▶ _Texte étudié_

Avec cependant un premier constat qui vient nuancer le tableau. « Il n’y a pas eu de diminution dans l’accessibilité aux traitements de substitution, y compris pendant le confinement, il y a même eu une légère augmentation de l’accès » note Jean-Michel Delile.
Mais pour analyser plus largement l’évolution des addictions en France, les intervenants jugent nécessaire d’évaluer des tendances plus longues, bien antérieures à l’arrivée de la crise. Avec d’abord une division par deux de la consommation quotidienne d’alcool, « on est passé de 24 % des adultes qui consommaient quotidiennement de l’alcool dans les années 1990 à 11 % aujourd’hui », note Julien Morel d’Arleux. Des évolutions qui traduisent un changement générationnel, « puisque les niveaux de consommation sont plus élevés chez les personnes plus âgées ». Concernant le tabagisme, « on est à un Français sur quatre qui continue à fumer tous les jours, ce qui fait dire au directeur de l’OFDT que « le combat n’est pas gagné » continue-t-il.
Mais l’évolution la plus marquante concerne le cannabis. « Un adulte sur deux a déjà expérimenté le cannabis, alors qu’ils n’étaient que 12 % il y a 20 ans ». « On a donc un produit qui s’est diffusé », conclut Julien Morel d’Arleux, avec des éléments de vigilance particuliers, notamment concernant les taux de THC – la substance psychoactive du cannabis – toujours plus élevés.
« Tempérer l’enthousiasme des personnes naïves » sur le cannabis
Face à ce constat, les sénateurs présents n’ont pas hésité à interroger les deux spécialistes sur la légalisation, ou la dépénalisation du cannabis, alors que le sujet monte, parmi les parlementaires eux-mêmes.
Brigitte Micouleau, sénatrice LR de la Haute-Garonne, s’est ainsi fait l’écho de la « mission de l’Assemblée Nationale, qui fait le constat de l’échec de la politique répressive, en termes de sécurité et de santé publique ».
Pour Jean-Michel Delile, « on voit bien toutes les limites de la prohibition, les parlementaires l’ont mis en évidence, je n’y reviens pas ». Sa fédération avait d’ailleurs déjà pris position en faveur de la légalisation dès 1994. « Notre rôle, en termes d’acteurs de santé publique, c’est plutôt de tempérer l’enthousiasme des personnes naïves qui vont être sous pression de lobbies, bien souvent liés à l’industrie du tabac » a-t-il tempéré.
La situation des « salles de shoot »

▶ _Enregistrements présentés_
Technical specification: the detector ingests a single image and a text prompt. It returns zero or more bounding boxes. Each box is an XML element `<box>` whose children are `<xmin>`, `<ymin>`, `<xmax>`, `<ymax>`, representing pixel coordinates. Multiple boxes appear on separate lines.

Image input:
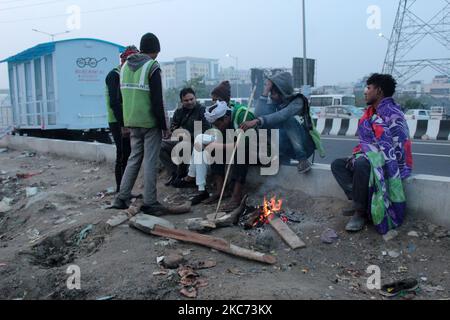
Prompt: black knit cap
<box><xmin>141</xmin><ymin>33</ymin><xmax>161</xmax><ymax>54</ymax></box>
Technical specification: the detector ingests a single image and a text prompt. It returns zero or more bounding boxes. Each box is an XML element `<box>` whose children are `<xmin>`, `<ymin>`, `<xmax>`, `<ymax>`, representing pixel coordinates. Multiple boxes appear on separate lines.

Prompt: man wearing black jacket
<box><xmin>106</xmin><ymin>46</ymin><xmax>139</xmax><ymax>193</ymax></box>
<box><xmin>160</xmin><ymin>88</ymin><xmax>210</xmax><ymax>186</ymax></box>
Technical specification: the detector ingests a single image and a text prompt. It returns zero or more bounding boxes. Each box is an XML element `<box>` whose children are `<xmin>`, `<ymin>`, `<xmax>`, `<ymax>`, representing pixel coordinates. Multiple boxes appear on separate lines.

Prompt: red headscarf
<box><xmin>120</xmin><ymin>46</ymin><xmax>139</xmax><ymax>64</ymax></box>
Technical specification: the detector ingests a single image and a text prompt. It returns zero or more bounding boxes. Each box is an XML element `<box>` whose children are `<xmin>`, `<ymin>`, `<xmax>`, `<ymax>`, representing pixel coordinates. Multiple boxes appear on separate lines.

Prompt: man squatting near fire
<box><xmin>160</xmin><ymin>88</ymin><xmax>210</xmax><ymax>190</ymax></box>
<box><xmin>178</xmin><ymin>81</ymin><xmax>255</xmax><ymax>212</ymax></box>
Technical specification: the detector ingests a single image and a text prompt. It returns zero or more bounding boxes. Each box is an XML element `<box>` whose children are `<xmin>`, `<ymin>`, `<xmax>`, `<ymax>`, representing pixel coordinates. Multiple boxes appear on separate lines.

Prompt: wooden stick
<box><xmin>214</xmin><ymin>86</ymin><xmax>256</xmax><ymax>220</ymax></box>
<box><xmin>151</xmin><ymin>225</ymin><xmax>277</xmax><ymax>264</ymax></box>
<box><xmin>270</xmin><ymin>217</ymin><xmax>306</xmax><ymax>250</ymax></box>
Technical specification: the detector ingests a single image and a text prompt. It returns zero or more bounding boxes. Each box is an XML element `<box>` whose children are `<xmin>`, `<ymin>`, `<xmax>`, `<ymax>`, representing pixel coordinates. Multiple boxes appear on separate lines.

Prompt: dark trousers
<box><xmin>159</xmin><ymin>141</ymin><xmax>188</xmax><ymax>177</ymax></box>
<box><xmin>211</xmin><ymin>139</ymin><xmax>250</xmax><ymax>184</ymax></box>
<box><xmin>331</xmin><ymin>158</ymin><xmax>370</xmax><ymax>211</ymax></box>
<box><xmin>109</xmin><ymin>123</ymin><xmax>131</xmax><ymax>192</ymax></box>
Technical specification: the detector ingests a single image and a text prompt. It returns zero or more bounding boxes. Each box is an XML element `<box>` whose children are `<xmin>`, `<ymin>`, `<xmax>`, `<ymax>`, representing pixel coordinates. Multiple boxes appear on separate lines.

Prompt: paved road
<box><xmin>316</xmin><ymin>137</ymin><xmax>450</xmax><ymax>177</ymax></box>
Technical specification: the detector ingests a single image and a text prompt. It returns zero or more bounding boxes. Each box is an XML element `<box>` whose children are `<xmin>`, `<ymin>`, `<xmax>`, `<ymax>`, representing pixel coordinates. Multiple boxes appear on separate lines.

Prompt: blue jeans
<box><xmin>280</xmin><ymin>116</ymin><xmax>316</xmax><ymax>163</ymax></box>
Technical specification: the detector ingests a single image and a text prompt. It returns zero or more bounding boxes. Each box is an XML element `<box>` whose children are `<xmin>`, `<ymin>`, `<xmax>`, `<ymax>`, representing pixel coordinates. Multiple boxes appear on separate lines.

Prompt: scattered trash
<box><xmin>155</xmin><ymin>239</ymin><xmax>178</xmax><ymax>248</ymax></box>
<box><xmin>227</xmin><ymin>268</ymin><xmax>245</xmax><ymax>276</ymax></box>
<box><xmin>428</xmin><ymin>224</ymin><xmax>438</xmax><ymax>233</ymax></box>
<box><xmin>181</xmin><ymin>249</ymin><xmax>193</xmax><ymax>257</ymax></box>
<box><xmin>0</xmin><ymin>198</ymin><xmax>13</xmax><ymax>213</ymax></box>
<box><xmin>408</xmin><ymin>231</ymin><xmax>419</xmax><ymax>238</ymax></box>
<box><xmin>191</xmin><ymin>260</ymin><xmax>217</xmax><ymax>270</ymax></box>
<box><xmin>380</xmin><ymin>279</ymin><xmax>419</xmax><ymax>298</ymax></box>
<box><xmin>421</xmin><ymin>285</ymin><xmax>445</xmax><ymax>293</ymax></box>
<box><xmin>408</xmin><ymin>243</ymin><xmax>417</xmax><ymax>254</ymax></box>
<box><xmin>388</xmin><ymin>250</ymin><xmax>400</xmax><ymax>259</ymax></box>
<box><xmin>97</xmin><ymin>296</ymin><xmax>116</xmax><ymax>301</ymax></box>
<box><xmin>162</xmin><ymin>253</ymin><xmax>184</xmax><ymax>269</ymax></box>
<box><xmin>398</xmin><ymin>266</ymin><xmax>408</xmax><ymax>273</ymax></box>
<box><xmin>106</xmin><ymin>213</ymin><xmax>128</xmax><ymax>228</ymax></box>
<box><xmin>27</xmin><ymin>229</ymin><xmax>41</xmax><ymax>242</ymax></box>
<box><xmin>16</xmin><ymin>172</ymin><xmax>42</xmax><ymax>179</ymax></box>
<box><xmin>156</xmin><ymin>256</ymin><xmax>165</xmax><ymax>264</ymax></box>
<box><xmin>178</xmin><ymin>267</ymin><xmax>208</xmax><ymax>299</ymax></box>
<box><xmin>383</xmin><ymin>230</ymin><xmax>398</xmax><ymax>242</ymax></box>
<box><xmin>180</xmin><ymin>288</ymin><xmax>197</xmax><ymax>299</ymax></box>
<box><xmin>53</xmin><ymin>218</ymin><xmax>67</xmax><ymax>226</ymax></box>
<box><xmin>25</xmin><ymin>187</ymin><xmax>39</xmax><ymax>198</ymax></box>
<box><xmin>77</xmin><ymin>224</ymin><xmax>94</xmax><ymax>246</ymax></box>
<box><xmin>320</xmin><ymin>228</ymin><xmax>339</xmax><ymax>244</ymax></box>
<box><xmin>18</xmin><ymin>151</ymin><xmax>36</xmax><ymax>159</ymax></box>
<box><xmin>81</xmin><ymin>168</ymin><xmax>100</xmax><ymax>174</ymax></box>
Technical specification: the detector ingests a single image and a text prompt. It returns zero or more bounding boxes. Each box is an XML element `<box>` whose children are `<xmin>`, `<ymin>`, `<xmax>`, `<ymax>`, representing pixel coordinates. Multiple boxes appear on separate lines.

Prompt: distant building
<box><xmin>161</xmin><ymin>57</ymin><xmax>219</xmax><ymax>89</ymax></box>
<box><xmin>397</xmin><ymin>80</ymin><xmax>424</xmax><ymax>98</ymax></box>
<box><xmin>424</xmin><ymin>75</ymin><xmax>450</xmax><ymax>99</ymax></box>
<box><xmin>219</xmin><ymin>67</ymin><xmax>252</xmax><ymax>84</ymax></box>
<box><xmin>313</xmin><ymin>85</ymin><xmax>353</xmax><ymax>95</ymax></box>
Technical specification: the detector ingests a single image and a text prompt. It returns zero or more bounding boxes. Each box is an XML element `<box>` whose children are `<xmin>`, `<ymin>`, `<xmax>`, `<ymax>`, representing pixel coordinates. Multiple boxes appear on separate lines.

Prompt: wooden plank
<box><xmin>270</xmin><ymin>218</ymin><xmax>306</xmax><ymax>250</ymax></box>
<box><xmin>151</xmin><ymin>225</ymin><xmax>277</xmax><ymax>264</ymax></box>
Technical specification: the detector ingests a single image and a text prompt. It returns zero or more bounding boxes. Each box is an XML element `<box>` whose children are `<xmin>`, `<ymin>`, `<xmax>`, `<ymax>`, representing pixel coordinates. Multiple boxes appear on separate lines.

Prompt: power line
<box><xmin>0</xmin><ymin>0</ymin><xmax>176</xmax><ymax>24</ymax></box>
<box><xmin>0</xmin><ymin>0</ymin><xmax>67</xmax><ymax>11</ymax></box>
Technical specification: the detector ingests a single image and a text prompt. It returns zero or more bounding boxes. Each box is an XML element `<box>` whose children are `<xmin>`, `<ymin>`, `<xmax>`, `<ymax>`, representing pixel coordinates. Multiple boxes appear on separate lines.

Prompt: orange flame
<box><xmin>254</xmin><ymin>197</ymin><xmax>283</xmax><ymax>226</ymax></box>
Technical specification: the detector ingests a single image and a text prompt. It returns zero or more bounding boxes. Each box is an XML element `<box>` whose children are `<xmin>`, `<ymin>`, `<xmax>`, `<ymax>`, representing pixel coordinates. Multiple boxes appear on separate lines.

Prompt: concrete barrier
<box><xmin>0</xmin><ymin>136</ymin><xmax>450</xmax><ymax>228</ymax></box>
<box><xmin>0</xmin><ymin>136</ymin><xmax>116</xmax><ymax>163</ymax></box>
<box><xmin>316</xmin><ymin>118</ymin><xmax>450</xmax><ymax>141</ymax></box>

--

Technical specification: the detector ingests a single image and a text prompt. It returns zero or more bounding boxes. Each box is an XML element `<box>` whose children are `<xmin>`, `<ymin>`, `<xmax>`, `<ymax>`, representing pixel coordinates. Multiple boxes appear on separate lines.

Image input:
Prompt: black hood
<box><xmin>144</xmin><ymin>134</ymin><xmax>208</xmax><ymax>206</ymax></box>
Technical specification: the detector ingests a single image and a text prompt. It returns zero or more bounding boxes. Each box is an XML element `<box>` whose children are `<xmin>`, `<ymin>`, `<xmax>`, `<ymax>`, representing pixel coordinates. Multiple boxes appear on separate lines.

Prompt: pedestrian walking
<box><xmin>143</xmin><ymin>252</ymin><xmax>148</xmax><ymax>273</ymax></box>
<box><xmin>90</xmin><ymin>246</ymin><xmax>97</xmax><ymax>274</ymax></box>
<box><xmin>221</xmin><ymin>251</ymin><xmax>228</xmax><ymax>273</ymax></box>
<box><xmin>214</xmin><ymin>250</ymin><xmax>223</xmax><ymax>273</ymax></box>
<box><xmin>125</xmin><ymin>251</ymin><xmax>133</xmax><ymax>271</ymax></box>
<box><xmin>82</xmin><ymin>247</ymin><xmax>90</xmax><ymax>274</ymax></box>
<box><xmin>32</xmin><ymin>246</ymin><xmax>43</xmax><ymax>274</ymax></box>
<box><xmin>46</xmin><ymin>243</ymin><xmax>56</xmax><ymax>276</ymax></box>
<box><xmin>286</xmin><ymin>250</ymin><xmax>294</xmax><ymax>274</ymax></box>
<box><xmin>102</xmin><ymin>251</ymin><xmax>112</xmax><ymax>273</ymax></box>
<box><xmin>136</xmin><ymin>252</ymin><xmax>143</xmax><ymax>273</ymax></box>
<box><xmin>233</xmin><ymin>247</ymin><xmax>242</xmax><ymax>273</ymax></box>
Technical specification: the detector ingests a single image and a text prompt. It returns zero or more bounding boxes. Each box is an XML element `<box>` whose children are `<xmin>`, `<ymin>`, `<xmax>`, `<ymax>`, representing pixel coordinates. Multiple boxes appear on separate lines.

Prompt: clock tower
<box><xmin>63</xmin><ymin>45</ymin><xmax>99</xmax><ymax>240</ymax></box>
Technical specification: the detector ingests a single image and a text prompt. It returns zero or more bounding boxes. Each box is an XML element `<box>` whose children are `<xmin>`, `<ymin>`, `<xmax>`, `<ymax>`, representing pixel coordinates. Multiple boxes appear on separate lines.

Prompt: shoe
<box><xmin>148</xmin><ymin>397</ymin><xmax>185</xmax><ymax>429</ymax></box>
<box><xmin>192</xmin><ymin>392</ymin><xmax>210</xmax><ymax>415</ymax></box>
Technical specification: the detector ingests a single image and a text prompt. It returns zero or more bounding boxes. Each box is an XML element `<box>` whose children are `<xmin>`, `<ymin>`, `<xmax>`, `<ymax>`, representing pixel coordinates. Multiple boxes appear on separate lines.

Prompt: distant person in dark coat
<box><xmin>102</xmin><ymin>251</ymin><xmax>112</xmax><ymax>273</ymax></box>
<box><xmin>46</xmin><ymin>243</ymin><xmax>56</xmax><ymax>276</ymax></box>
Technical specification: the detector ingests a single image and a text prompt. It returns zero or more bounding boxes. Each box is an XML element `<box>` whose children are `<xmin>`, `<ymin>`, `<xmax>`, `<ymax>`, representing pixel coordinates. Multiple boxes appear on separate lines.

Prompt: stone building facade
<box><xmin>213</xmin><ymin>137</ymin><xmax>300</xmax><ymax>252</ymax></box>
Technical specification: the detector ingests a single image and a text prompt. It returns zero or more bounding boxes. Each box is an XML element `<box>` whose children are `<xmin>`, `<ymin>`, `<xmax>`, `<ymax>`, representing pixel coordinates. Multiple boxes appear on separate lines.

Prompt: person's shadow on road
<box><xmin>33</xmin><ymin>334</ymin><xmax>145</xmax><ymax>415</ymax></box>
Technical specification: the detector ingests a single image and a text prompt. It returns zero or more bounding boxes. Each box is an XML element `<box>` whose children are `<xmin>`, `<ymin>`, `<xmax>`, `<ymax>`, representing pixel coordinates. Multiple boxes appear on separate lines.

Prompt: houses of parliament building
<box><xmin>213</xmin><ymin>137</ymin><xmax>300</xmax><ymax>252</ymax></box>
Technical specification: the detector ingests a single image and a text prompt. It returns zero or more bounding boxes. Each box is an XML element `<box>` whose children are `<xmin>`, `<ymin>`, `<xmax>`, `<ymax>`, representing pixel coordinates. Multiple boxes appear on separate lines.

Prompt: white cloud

▶ _Consignes_
• A. Recopiez le passage du texte sur les addictions qui commence aux mots « Mais l’évolution la » et s'arrête après « les parlementaires eux-mêmes. ».
• B. Rédigez la suite du texte sur les addictions en France, après sa dernière ligne.
Ces enregistrements proviennent d'une autre source.

▶ _Résultats par consigne_
• A.
Mais l’évolution la plus marquante concerne le cannabis. « Un adulte sur deux a déjà expérimenté le cannabis, alors qu’ils n’étaient que 12 % il y a 20 ans ». « On a donc un produit qui s’est diffusé », conclut Julien Morel d’Arleux, avec des éléments de vigilance particuliers, notamment concernant les taux de THC – la substance psychoactive du cannabis – toujours plus élevés.
« Tempérer l’enthousiasme des personnes naïves » sur le cannabis
Face à ce constat, les sénateurs présents n’ont pas hésité à interroger les deux spécialistes sur la légalisation, ou la dépénalisation du cannabis, alors que le sujet monte, parmi les parlementaires eux-mêmes.

• B.
Autre fait d’actualité évoqué pendant l’audition, la situation des fameuses salles de consommation à moindre risque, ou « salles de shoot », qui visent à accueillir des personnes dépendantes à des drogues telles que l’héroïne, pour leur offrir des conditions d’injections optimales, et réduire les risques de transmission du VIH par exemple. En France, elles sont, depuis 2016, en phase d’expérimentation à Paris et à Strasbourg, appelées à être pérennisées par le gouvernement.
Frédérique Puissat, sénatrice LR de l’Isère, a tenu à exprimer ses inquiétudes concernant ces lieux, et notamment sur les risques qu’elles pourraient avoir sur la tranquillité des quartiers où elles sont implantées. « Concernant les salles de consommation, nous avons des témoignages qui font froid dans le dos. On a l’impression que l’on a sacrifié la sécurité d’une partie de la population ».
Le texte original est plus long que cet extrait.